◆ PASSAGE PROVIDED ◆
"""

The Kent Historical Society is located at Seven Hearths, which was the home of George Laurence Nelson and has a permanent display of his original art works.  This home, at 4 Studio Hill Road, is a reminder that Kent has a rich and diversified historical past.  In supporting young artistic talent we hope to keep this tradition ongoing.

Frank Galterio and the Moravians

History on Foot:  Frank Galterio and the Moravians

By Brian Thomas

Some people learn a landscape by reading a book about it. Others must walk its length and breadth over many years. Still others, like Frank Galterio, do both.

A longtime friend of the Kent Historical Society, Galterio has been walking Schaghticoke Mountain since the 1970s when he came here camping from Long Island. Eventually he moved to Kent. He explains, “I hike all over the place, all day long. And I usually don’t follow trails.”

On one walk, he had a conversation with Alan Russell, chief of the Schaghticoke Indian Tribe.  Russell showed Galterio a copy of a map of a gravesite that had 68 graves in it. Later, around 2010, Galterio found two volumes about the Moravian missionaries who lived in Kent from 1743 to 1767 among the Schaghticokes– translated and edited by Corinna Dally-Starna and William Starna, called Gideon’s People: Being a Chronicle of an American Indian Community in Colonial Connecticut and the Moravian Missionaries Who Served There.  Galterio has read this account five times.

Galterio explains what makes these Moravian diaries so interesting. The missionaries had to write day by day diaries of everything going on, from the weather to earthquakes, and especially their ties with the Native Americans. “The Moravians were really truthful in their diaries,” Galterio says. “They didn’t lie. It was a sin.” Many Schaghticoke Indians became Moravians during this period.

The history was checkered, since Connecticut expelled the Moravians during the French and Indian War. Many of the Moravians, in addition to a number of Moravian Indians, fled to the main site of the Moravian church in Bethlehem, Pennsylvania, where the order welcomed them and provided land for them to farm. Eventually it became possible to return to New York and Connecticut.  Galterio says, “They said they wanted to return where the land was most beautiful and the people were the most peaceful. And that was here in Kent.”

"""

◆ AIM 1 ◆
In the entries, reproduce the stretch from the line containing "Find the white feather." through the line containing "xmin=22 ymin=36 xmax=321 ymax=400", leaving out the picture.
The passage and the entries come from unrelated sources.

◆ GIVEN DATA ◆
"""

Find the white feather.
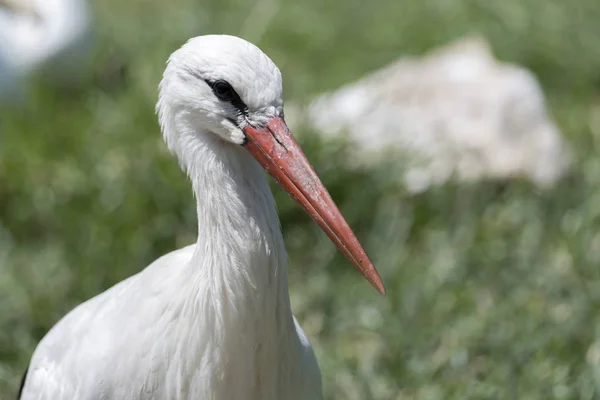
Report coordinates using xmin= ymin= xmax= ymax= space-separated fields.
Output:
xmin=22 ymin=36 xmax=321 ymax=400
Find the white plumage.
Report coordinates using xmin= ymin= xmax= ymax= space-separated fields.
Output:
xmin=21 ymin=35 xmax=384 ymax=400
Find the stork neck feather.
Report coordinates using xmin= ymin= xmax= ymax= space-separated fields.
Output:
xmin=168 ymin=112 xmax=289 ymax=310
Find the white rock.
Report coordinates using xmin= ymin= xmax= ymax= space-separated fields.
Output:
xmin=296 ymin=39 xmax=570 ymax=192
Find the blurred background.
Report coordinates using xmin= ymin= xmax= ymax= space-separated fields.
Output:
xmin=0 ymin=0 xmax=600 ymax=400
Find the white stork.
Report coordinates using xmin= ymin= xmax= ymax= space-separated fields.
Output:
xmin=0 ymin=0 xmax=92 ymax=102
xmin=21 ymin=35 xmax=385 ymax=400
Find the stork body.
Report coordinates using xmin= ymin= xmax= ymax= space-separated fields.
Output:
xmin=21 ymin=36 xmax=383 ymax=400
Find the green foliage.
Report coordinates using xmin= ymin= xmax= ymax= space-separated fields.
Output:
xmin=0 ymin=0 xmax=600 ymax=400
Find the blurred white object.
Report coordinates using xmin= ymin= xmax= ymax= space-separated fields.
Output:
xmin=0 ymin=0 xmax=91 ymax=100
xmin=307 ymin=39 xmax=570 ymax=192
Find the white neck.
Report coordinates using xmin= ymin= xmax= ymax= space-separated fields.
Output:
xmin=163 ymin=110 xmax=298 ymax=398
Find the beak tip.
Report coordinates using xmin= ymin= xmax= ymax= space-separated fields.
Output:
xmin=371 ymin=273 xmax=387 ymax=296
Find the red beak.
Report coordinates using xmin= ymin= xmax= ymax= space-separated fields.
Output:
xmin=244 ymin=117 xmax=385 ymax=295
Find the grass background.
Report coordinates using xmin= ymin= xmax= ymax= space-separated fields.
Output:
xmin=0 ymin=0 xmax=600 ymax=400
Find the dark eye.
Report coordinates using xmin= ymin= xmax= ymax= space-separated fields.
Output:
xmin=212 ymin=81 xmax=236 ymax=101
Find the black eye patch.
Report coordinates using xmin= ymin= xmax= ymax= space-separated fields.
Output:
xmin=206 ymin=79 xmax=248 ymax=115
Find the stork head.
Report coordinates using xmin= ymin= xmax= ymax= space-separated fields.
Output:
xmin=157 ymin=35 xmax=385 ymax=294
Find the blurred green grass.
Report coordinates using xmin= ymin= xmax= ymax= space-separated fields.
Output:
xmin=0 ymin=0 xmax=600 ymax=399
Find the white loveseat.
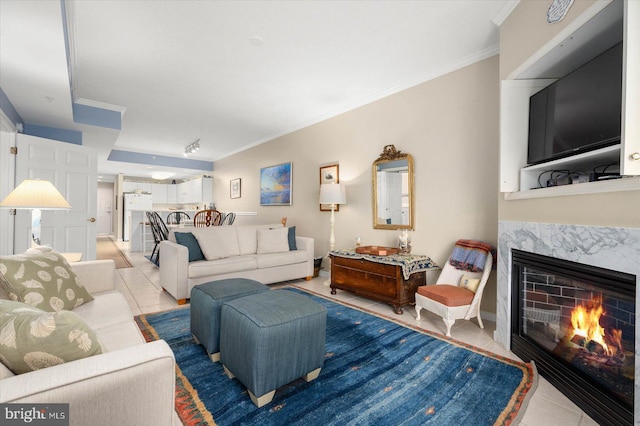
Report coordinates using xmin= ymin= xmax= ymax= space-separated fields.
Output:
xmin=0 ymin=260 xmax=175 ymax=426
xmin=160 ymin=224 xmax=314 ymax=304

"""
"""

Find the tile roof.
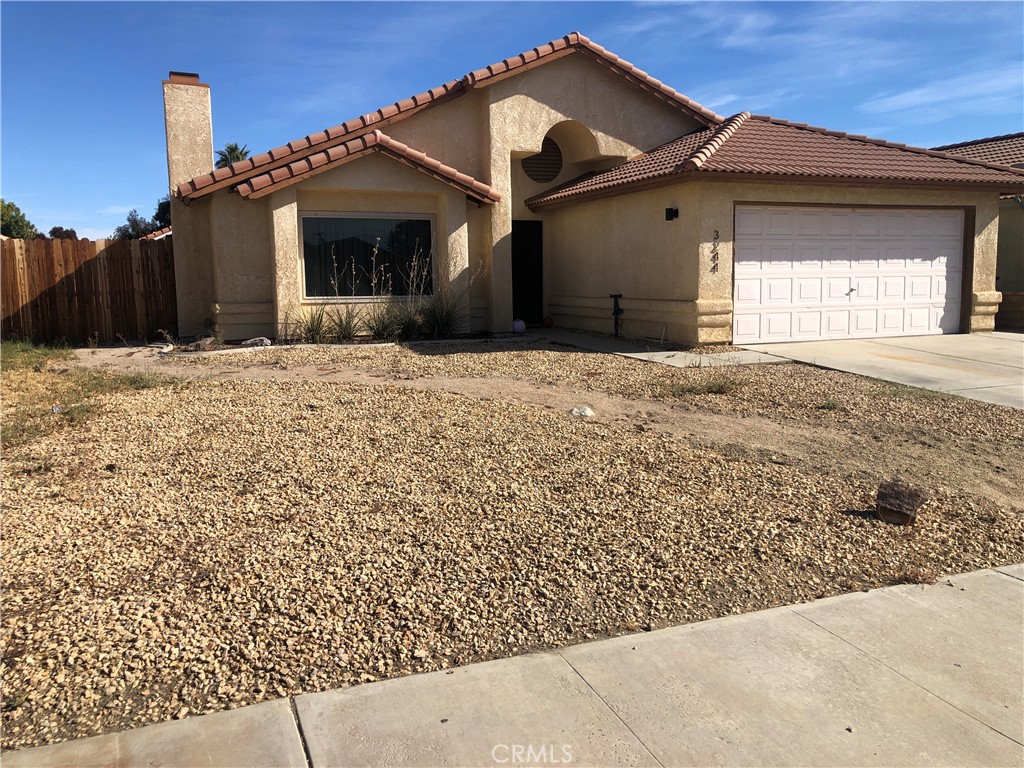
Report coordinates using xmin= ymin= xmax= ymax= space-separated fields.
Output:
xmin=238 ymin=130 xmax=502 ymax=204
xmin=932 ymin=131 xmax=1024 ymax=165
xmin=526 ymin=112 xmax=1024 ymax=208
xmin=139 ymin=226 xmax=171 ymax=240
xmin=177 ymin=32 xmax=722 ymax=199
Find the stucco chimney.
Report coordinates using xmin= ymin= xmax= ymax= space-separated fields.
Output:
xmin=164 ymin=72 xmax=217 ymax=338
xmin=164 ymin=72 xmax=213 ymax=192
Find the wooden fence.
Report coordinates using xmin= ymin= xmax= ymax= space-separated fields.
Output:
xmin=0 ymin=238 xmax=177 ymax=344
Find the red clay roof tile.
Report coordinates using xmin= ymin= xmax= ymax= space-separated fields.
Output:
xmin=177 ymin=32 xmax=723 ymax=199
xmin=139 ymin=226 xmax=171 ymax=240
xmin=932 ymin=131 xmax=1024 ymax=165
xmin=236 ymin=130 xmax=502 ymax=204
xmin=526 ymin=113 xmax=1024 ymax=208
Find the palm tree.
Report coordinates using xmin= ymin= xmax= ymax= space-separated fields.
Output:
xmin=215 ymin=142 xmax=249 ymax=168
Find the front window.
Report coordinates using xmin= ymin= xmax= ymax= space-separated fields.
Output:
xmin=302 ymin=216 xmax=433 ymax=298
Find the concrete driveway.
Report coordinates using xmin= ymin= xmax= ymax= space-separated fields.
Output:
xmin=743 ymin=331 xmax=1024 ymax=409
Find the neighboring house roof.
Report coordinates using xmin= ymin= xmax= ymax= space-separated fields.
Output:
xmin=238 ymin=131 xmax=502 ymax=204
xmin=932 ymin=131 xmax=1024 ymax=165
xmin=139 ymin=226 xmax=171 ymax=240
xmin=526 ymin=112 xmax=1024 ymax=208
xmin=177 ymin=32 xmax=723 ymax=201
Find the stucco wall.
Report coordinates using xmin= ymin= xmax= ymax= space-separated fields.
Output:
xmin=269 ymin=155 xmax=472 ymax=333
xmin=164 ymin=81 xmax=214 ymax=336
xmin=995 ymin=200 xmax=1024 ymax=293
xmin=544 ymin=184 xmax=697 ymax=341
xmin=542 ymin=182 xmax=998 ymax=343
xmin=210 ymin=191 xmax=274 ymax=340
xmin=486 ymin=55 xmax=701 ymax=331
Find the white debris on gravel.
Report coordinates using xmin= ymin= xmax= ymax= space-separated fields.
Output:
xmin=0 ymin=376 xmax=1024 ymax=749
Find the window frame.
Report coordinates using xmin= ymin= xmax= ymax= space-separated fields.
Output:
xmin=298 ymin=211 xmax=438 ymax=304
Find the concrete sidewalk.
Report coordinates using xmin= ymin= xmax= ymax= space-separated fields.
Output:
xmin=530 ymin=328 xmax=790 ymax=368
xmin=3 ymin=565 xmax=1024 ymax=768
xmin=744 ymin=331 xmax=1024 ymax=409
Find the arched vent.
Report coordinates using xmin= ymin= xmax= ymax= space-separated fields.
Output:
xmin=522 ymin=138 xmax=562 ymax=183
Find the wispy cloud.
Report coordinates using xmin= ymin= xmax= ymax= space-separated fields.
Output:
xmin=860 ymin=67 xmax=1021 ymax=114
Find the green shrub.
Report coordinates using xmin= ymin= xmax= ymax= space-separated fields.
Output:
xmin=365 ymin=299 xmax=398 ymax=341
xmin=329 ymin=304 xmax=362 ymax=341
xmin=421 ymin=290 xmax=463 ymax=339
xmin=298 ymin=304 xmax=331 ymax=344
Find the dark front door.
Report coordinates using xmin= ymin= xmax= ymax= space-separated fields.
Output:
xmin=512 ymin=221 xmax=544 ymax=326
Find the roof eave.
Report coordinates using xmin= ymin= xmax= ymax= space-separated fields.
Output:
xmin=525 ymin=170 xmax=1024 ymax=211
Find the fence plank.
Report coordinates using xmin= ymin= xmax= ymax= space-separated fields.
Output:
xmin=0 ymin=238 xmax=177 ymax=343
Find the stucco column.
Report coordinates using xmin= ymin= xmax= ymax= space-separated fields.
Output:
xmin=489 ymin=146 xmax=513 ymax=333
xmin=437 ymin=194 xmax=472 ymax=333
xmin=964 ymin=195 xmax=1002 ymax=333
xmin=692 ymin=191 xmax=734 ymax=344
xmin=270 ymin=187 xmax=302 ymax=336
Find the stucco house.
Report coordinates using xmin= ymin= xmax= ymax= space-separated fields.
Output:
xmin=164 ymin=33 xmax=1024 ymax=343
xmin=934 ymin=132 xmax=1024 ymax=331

"""
"""

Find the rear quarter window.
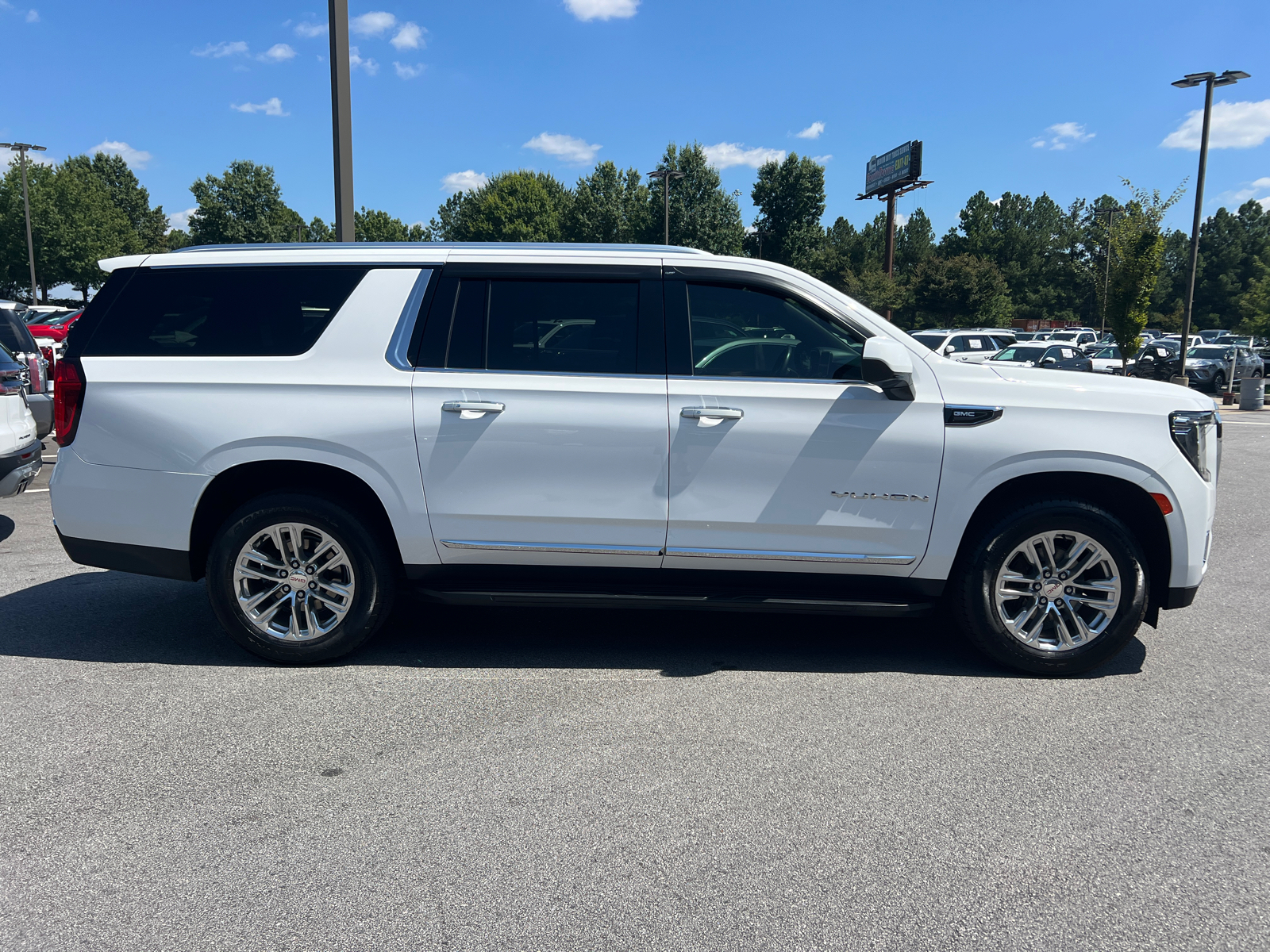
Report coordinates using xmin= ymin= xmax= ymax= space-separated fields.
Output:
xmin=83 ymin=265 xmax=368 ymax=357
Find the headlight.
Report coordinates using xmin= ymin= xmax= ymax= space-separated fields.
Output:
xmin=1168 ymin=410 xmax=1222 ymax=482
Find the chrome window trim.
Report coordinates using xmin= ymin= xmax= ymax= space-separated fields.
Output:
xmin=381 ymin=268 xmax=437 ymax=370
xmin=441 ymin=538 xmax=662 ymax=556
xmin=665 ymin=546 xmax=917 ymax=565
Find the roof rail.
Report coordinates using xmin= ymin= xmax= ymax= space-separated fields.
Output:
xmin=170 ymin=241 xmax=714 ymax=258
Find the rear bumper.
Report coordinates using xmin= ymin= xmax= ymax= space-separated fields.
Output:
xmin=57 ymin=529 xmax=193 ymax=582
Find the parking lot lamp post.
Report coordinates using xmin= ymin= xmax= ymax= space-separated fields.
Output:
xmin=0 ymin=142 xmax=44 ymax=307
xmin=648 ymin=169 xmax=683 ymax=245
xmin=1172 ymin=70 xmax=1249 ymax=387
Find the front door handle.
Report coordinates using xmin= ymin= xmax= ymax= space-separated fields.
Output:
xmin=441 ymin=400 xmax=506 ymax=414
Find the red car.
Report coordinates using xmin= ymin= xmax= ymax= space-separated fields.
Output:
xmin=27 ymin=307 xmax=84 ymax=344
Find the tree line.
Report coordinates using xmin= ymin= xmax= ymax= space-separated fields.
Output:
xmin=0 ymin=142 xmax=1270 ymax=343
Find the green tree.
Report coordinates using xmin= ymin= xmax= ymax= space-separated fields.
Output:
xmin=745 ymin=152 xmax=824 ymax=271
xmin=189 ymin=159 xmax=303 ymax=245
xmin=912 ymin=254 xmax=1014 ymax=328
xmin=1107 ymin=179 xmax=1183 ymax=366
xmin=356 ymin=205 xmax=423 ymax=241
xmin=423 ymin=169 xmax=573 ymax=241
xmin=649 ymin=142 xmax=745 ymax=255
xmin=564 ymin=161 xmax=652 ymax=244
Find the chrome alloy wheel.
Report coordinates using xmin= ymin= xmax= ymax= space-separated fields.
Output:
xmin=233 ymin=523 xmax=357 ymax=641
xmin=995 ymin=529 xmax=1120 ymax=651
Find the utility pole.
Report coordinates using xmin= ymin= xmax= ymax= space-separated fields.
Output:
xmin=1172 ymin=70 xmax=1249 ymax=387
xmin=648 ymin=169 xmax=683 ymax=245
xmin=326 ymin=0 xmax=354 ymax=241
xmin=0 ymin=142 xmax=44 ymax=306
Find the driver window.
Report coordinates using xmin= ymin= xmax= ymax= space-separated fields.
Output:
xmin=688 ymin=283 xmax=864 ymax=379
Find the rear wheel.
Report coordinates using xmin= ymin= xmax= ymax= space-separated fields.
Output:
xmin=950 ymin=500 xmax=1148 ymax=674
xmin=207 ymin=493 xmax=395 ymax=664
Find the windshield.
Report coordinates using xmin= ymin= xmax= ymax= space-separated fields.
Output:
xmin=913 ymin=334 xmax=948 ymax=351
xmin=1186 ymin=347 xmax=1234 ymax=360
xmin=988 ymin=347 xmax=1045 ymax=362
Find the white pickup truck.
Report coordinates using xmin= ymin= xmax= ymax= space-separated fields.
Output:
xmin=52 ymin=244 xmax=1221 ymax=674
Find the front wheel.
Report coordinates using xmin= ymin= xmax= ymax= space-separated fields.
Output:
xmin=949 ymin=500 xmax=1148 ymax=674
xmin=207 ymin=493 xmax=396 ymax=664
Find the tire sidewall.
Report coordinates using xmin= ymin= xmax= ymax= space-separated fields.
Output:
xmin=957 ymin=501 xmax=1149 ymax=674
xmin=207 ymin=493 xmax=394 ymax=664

"""

◆ AIM 2 ◆
According to the passage on Frank Galterio and the Moravians, during which years did the Moravian missionaries live in Kent?

◆ COMPLETE OUTPUT 1 ◆
Find the white feather.
Report coordinates using xmin= ymin= xmax= ymax= space-separated fields.
Output:
xmin=22 ymin=36 xmax=321 ymax=400

◆ COMPLETE OUTPUT 2 ◆
From 1743 to 1767.